● **Exercise prompt**: Reproduce the following passage on the release make target in full, preserving every character, symbol, and line break without alteration.

● **Provided passage**:

This single target performs both the historically-load-bearing steps:

  1. Validates VERSION against the PEP 440 regex ^[0-9]+\.[0-9]+\.[0-9]+(rc[0-9]+|a[0-9]+|b[0-9]+|\.dev[0-9]+)?$. Final, rcN, aN, bN, .devN are accepted; anything else exits 2.

  2. Rewrites src/eval_toolkit/_version.py with the new __version__. (pyproject.toml’s version is dynamic = ["version"] pointing at this file — do NOT edit pyproject’s version directly.)

  3. Regenerates tests/golden/public_api/snapshot.json by running REGEN_PUBLIC_API_GOLDEN=1 pytest tests/test_public_api.py -q.

  4. Prints the remaining manual steps (CHANGELOG edit, commit, tag).

Why this matters: the public-API drift-guard test (tests/test_public_api.py) pins __version__ as one of the snapshot’s value entries. If you skip the regen, CI will fail on the release commit with:

AssertionError: Public API entry drift (signatures/bases/docs/values):
    __version__.value: actual="'X.Y.Z'" expected="'A.B.C'"

● **Record set**:
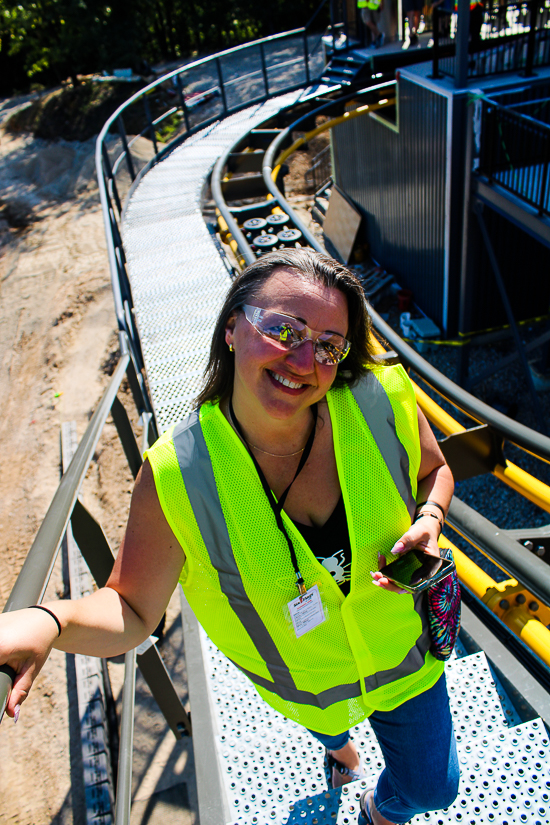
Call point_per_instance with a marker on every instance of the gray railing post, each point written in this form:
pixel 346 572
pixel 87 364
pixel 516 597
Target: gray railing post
pixel 183 104
pixel 127 154
pixel 306 58
pixel 544 181
pixel 222 87
pixel 435 49
pixel 110 177
pixel 533 15
pixel 150 123
pixel 462 44
pixel 346 23
pixel 264 69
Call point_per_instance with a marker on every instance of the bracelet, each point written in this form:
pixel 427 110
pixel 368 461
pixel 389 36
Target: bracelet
pixel 433 515
pixel 47 610
pixel 434 504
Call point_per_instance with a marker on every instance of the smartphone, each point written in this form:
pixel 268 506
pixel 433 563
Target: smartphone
pixel 417 570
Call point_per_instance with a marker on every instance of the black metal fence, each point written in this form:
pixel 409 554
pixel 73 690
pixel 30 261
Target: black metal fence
pixel 503 37
pixel 160 116
pixel 320 171
pixel 515 153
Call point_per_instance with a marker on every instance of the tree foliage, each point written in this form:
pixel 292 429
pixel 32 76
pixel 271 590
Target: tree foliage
pixel 46 41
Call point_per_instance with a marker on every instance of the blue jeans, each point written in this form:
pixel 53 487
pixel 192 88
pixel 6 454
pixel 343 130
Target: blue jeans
pixel 419 748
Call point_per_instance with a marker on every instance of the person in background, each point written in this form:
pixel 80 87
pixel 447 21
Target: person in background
pixel 305 468
pixel 413 10
pixel 370 15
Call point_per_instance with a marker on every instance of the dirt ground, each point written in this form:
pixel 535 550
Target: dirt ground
pixel 57 342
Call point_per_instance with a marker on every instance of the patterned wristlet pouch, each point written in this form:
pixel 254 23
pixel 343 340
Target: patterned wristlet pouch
pixel 444 614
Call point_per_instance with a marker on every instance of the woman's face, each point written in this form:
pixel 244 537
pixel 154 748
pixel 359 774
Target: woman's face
pixel 260 364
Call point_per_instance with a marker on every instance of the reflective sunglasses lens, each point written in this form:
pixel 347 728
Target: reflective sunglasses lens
pixel 280 329
pixel 330 353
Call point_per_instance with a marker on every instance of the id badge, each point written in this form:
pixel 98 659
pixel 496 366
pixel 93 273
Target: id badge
pixel 307 611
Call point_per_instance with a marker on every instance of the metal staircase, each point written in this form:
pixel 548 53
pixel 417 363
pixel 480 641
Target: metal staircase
pixel 273 771
pixel 342 69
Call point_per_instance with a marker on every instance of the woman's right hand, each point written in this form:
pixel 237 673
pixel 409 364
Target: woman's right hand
pixel 26 639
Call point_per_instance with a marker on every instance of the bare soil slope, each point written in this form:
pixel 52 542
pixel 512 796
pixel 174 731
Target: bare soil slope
pixel 57 329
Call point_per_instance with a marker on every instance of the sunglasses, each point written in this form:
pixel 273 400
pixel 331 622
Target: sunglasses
pixel 288 333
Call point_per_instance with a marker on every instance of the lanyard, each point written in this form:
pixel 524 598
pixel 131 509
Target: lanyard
pixel 278 506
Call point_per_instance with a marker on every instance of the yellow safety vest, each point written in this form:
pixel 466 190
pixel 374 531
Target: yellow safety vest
pixel 372 652
pixel 369 4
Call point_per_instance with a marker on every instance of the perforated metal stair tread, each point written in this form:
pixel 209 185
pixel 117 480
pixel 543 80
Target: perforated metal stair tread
pixel 273 770
pixel 177 276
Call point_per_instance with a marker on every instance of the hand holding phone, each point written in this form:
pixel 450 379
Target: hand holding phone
pixel 417 570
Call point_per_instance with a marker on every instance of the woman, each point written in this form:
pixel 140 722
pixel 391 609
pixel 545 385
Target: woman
pixel 295 413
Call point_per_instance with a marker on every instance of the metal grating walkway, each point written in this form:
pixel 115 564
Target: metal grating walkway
pixel 273 770
pixel 270 769
pixel 178 278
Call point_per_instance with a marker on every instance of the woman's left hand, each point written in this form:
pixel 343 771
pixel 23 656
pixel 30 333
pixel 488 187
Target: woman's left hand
pixel 422 534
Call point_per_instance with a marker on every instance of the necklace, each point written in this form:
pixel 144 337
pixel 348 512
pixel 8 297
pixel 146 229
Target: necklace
pixel 275 455
pixel 265 452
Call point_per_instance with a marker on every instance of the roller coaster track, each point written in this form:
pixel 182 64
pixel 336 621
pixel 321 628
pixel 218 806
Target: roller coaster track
pixel 169 271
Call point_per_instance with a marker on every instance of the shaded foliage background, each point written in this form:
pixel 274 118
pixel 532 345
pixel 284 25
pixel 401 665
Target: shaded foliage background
pixel 46 41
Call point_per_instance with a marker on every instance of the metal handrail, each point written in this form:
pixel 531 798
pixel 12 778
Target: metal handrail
pixel 518 434
pixel 123 802
pixel 499 159
pixel 107 173
pixel 34 576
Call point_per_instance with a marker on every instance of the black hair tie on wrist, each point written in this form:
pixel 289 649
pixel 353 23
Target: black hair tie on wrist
pixel 421 515
pixel 433 504
pixel 54 617
pixel 9 671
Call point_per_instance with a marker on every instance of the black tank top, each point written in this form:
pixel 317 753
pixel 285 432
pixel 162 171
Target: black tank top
pixel 330 545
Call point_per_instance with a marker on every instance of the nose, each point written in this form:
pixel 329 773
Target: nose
pixel 302 359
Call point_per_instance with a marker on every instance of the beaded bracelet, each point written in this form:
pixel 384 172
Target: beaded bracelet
pixel 421 515
pixel 433 504
pixel 54 617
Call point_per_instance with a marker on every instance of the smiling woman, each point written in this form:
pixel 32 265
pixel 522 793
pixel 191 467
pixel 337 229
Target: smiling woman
pixel 300 467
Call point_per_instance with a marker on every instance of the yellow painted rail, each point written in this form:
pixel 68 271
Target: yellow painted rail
pixel 508 600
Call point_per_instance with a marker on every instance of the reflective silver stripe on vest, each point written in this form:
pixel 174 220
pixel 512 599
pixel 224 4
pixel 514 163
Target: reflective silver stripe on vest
pixel 322 700
pixel 373 401
pixel 415 658
pixel 412 663
pixel 200 484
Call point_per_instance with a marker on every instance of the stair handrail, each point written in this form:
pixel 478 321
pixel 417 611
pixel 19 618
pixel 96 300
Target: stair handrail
pixel 529 440
pixel 112 207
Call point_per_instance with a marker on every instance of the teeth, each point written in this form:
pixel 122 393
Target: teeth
pixel 286 382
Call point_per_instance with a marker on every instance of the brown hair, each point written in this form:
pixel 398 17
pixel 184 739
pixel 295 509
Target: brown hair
pixel 219 373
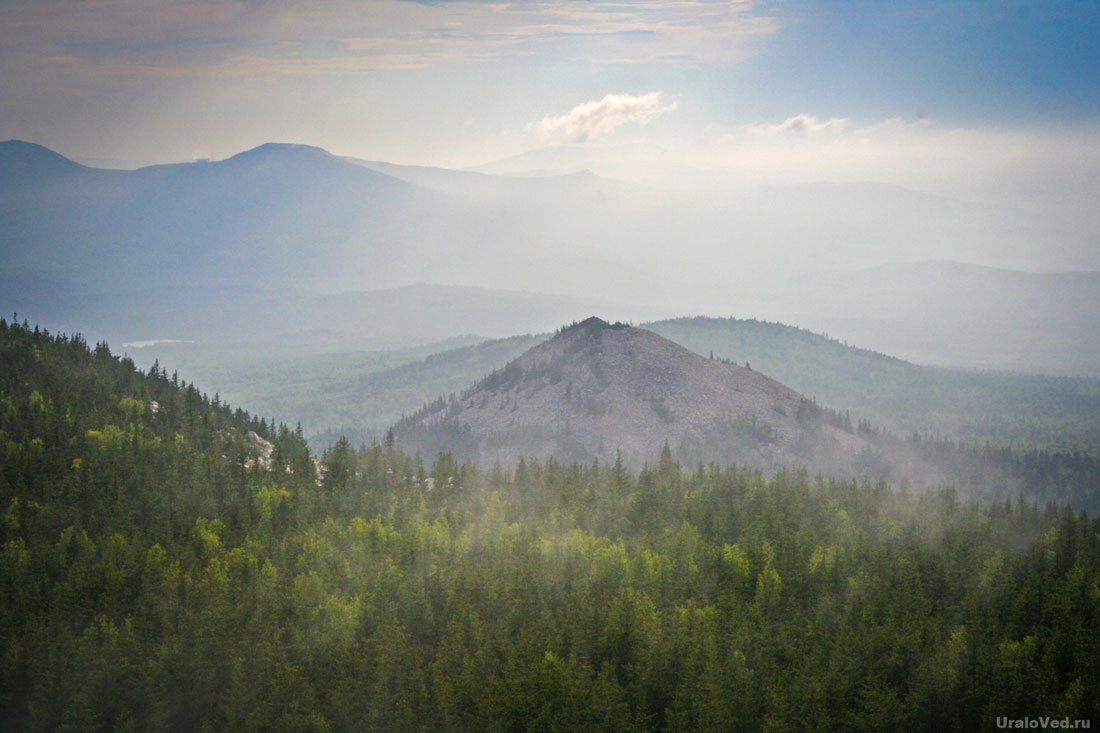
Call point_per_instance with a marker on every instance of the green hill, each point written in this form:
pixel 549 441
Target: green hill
pixel 172 564
pixel 1011 409
pixel 360 394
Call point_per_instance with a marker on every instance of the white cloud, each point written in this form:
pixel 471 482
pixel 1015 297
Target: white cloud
pixel 803 124
pixel 593 120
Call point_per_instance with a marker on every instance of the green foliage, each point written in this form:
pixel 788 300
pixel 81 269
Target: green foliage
pixel 162 570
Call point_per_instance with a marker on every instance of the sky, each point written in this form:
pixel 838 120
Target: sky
pixel 986 95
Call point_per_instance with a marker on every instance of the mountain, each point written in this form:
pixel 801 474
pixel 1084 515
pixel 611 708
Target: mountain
pixel 169 562
pixel 964 315
pixel 1003 407
pixel 266 218
pixel 241 248
pixel 596 387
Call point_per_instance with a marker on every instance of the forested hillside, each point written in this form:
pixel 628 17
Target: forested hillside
pixel 169 562
pixel 1027 411
pixel 360 394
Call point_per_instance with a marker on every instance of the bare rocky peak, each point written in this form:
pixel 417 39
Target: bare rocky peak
pixel 595 387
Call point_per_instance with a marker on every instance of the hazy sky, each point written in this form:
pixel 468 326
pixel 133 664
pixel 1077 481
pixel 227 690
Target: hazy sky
pixel 834 89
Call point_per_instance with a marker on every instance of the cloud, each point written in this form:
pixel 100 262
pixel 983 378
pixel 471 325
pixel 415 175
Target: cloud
pixel 593 120
pixel 803 126
pixel 134 39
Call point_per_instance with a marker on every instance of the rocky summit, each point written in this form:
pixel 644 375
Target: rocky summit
pixel 596 390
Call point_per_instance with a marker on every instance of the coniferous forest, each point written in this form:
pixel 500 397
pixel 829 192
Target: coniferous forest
pixel 171 562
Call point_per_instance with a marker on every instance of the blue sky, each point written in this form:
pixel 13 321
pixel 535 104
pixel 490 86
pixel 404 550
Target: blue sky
pixel 461 81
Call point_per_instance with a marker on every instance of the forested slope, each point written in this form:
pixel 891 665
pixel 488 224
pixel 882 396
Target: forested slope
pixel 163 568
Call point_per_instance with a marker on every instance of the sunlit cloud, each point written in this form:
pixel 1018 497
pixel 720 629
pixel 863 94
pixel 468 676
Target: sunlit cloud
pixel 132 39
pixel 597 119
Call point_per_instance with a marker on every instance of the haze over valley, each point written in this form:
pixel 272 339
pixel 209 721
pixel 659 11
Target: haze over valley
pixel 549 365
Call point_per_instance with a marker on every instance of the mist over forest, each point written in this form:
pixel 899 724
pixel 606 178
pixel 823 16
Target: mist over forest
pixel 539 365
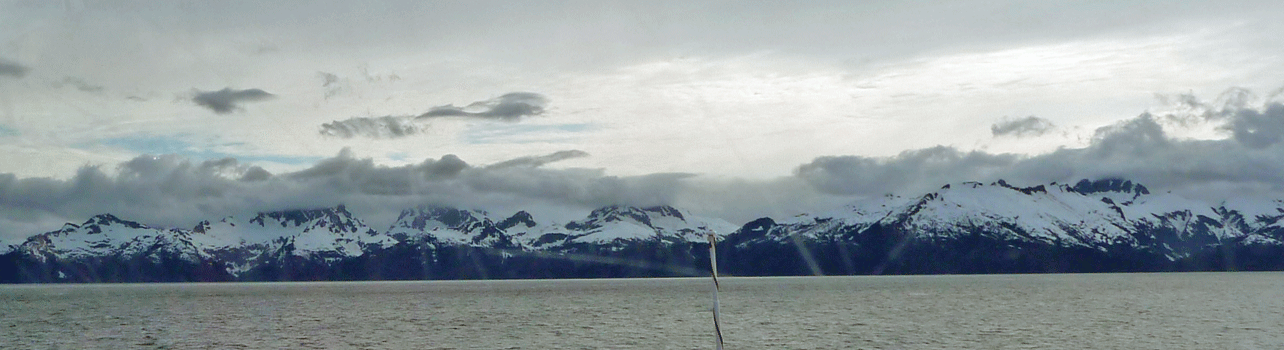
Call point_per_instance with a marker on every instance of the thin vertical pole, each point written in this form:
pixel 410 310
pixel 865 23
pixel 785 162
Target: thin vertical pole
pixel 713 264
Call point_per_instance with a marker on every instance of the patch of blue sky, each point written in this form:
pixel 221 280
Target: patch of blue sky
pixel 158 145
pixel 484 133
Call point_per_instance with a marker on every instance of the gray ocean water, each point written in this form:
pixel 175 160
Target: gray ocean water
pixel 1169 310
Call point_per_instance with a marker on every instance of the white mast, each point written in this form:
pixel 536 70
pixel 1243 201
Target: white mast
pixel 713 264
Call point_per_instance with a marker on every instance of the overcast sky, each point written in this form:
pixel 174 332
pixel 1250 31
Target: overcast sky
pixel 179 110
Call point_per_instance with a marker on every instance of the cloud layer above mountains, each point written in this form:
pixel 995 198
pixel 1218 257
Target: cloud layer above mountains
pixel 1249 160
pixel 229 100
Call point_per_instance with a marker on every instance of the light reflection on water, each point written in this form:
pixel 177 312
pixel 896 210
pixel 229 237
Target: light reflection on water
pixel 1170 310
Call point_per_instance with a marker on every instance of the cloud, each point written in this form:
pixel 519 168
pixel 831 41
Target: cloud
pixel 331 83
pixel 227 100
pixel 1249 119
pixel 80 83
pixel 379 127
pixel 1138 149
pixel 530 162
pixel 509 107
pixel 1257 128
pixel 1022 127
pixel 12 69
pixel 175 191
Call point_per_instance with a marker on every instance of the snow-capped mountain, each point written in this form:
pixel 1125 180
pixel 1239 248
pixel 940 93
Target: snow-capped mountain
pixel 1095 214
pixel 970 227
pixel 604 226
pixel 109 236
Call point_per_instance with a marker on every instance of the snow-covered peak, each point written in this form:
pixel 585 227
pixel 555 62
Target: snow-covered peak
pixel 629 223
pixel 1117 190
pixel 447 226
pixel 107 235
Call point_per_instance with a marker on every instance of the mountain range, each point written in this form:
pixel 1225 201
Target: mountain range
pixel 970 227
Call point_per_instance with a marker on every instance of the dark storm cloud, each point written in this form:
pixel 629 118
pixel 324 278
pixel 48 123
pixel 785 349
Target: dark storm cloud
pixel 509 107
pixel 12 69
pixel 1257 128
pixel 227 100
pixel 179 192
pixel 1029 126
pixel 1238 112
pixel 379 127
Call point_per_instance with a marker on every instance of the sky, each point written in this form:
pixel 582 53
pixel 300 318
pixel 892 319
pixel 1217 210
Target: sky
pixel 175 112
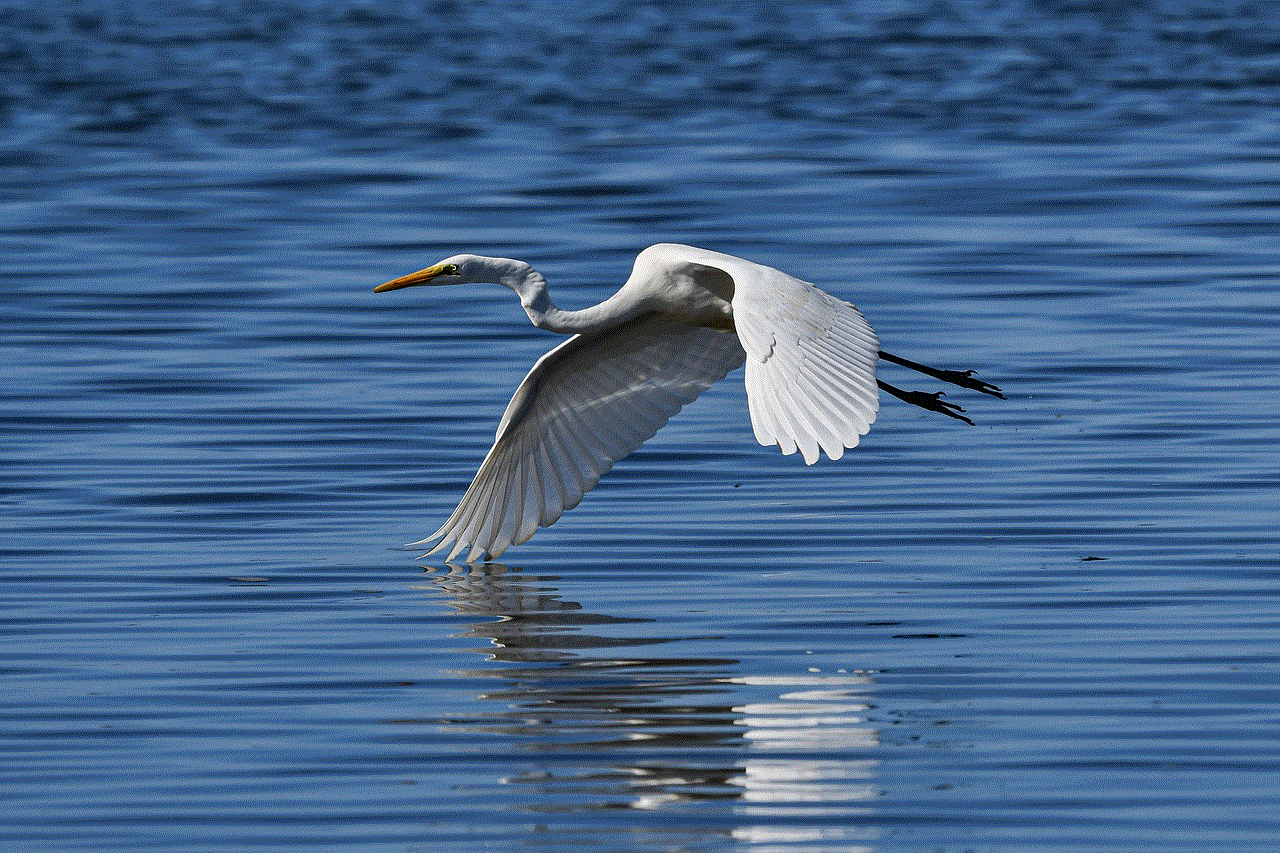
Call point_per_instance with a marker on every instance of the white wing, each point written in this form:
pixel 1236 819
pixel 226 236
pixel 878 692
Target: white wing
pixel 585 405
pixel 810 357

● **Task answer**:
This single target performs both the historically-load-bearing steps:

  1. Validates VERSION against the PEP 440 regex ^[0-9]+\.[0-9]+\.[0-9]+(rc[0-9]+|a[0-9]+|b[0-9]+|\.dev[0-9]+)?$. Final, rcN, aN, bN, .devN are accepted; anything else exits 2.

  2. Rewrites src/eval_toolkit/_version.py with the new __version__. (pyproject.toml’s version is dynamic = ["version"] pointing at this file — do NOT edit pyproject’s version directly.)

  3. Regenerates tests/golden/public_api/snapshot.json by running REGEN_PUBLIC_API_GOLDEN=1 pytest tests/test_public_api.py -q.

  4. Prints the remaining manual steps (CHANGELOG edit, commit, tag).

Why this matters: the public-API drift-guard test (tests/test_public_api.py) pins __version__ as one of the snapshot’s value entries. If you skip the regen, CI will fail on the release commit with:

AssertionError: Public API entry drift (signatures/bases/docs/values):
    __version__.value: actual="'X.Y.Z'" expected="'A.B.C'"